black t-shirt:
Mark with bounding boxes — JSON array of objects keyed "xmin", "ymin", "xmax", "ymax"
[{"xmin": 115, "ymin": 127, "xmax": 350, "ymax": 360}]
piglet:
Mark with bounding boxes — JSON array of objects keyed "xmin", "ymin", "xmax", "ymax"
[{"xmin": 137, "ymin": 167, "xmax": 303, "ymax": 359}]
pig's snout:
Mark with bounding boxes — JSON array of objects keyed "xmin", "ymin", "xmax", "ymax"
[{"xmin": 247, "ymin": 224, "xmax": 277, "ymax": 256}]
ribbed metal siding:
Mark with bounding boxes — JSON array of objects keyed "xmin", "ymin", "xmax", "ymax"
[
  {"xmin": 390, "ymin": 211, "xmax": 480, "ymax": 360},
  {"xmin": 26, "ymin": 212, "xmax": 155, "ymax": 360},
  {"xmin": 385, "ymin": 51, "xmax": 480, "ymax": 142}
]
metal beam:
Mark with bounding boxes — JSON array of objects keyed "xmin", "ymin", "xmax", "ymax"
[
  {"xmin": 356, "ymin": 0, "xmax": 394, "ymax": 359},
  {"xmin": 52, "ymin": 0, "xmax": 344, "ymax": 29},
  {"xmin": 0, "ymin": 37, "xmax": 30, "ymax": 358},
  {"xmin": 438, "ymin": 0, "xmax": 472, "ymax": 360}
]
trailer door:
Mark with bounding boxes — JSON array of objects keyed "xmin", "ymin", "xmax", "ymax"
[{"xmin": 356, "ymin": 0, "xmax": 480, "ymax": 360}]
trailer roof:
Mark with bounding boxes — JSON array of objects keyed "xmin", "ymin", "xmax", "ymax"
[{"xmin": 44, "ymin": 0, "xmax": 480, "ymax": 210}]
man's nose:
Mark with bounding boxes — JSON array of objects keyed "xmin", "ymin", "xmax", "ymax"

- _The exercise_: Please copy all of the rows above verbatim.

- _Solution to this task_:
black t-shirt:
Mark with bounding boxes — JSON array of objects keyed "xmin", "ymin", "xmax", "ymax"
[{"xmin": 115, "ymin": 127, "xmax": 350, "ymax": 360}]
piglet:
Mark with bounding boxes — JSON array of objects keyed "xmin", "ymin", "xmax", "ymax"
[{"xmin": 137, "ymin": 167, "xmax": 303, "ymax": 359}]
pig's snout:
Mark with bounding boxes — JSON array of objects keyed "xmin", "ymin", "xmax", "ymax"
[{"xmin": 247, "ymin": 224, "xmax": 277, "ymax": 256}]
ribbed metal siding:
Mark with bounding boxes — JSON array of objects keyed "xmin", "ymin", "xmax", "ymax"
[
  {"xmin": 390, "ymin": 211, "xmax": 480, "ymax": 360},
  {"xmin": 26, "ymin": 212, "xmax": 155, "ymax": 360},
  {"xmin": 385, "ymin": 51, "xmax": 480, "ymax": 142}
]
metal beam:
Mark with bounding boxes — JSON array of objects keyed "xmin", "ymin", "xmax", "ymax"
[
  {"xmin": 356, "ymin": 0, "xmax": 394, "ymax": 359},
  {"xmin": 52, "ymin": 0, "xmax": 344, "ymax": 29},
  {"xmin": 0, "ymin": 37, "xmax": 30, "ymax": 358},
  {"xmin": 438, "ymin": 0, "xmax": 472, "ymax": 360}
]
trailer door:
Mark with bounding boxes — JSON array of objects keyed "xmin", "ymin", "xmax", "ymax"
[{"xmin": 356, "ymin": 0, "xmax": 480, "ymax": 360}]
trailer roof:
Mark with bounding boxes — JSON array of objects keyed "xmin", "ymin", "xmax", "ymax"
[{"xmin": 44, "ymin": 0, "xmax": 480, "ymax": 210}]
man's nose:
Mark with bounding boxes — JSON array of objects keyed "xmin", "ymin", "xmax", "ymax"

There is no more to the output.